_Required action:_ Please retype every entry below, keeping it exactly the same.

START Record set

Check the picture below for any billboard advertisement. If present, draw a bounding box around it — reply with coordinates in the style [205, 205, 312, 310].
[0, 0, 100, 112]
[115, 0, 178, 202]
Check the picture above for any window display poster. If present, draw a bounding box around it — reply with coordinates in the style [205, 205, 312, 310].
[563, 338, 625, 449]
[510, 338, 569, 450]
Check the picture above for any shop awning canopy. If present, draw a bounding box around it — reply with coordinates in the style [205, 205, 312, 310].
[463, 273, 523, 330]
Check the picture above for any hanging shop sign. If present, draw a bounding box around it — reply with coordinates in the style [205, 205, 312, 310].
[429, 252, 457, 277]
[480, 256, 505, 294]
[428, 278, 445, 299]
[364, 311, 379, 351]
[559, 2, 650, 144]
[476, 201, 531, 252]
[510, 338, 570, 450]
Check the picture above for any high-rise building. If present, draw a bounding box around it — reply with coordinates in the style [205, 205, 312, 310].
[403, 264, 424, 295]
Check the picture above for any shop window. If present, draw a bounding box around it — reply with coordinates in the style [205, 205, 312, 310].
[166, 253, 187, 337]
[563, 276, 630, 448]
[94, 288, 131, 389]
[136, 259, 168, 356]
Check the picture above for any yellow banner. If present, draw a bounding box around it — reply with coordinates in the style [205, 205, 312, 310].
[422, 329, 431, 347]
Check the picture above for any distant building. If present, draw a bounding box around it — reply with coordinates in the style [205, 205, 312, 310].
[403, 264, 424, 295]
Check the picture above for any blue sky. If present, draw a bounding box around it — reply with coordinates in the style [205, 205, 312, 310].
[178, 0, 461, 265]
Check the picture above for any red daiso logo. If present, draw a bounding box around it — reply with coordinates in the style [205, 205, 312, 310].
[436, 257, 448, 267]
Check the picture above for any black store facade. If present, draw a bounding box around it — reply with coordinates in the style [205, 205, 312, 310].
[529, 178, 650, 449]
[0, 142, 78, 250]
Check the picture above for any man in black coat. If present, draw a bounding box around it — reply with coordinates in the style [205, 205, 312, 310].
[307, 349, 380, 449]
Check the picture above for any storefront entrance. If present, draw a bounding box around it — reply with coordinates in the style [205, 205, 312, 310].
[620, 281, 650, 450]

END Record set

_Answer space:_
Check the picture below for any billboard advertisement. If present, draw a bounding box around it — reply with coordinates in the style [205, 205, 312, 310].
[0, 0, 100, 112]
[115, 0, 178, 202]
Check the picture above for any window display poster. If present, draw a bounding box around it — reply with coordinates in the style [205, 205, 312, 310].
[563, 338, 625, 449]
[510, 338, 569, 450]
Check the picture above for any shop awning canopy. If present, draw a bounding box around it — reply with coordinates in the style [205, 205, 312, 310].
[463, 273, 523, 330]
Check the picture above for any hanging shop sign. If present, draw a bounding box around it — reply with coordinates in the style [205, 205, 312, 310].
[429, 252, 457, 277]
[480, 256, 505, 294]
[428, 278, 445, 299]
[364, 311, 379, 351]
[559, 2, 650, 144]
[476, 201, 531, 252]
[510, 338, 570, 450]
Check the picture above for any high-rise building. If present, draw a bounding box around it — reply with coordinates in the style [205, 205, 312, 310].
[403, 264, 424, 295]
Check the picture above for any shop window. If present, draw a bounding box around it — reply with coordinates in the style [205, 205, 312, 310].
[166, 253, 187, 337]
[563, 276, 630, 448]
[94, 288, 131, 389]
[136, 259, 168, 356]
Check the picture above for any yellow banner. If present, draw a bounding box around it — reply with coordinates in the style [205, 205, 312, 310].
[422, 329, 431, 347]
Check the picture above for any distant building. If present, draw a bounding box around it — reply with coordinates in the style [205, 205, 312, 310].
[403, 264, 424, 295]
Check the picture above for any blue sky. If present, draw a bounding box around it — reply with coordinates in the style [205, 205, 312, 310].
[178, 0, 461, 265]
Check the picture above for any red daiso logo. If present, draw a bounding box around it — reply with coordinates in the style [205, 205, 312, 310].
[436, 257, 448, 267]
Check the picture above for any black store facade. If present, draw a bounding box around it — reply with coordinates in the style [205, 205, 312, 310].
[529, 178, 650, 449]
[0, 142, 78, 250]
Check the picture above for any man in black coat. If present, draw a bounding box around it — reply with coordinates in the style [205, 205, 312, 310].
[307, 349, 380, 449]
Check the picture above for any storefront entrance. If present, draw a bounding box around it — reply with coordinates in the style [205, 205, 312, 310].
[620, 281, 650, 450]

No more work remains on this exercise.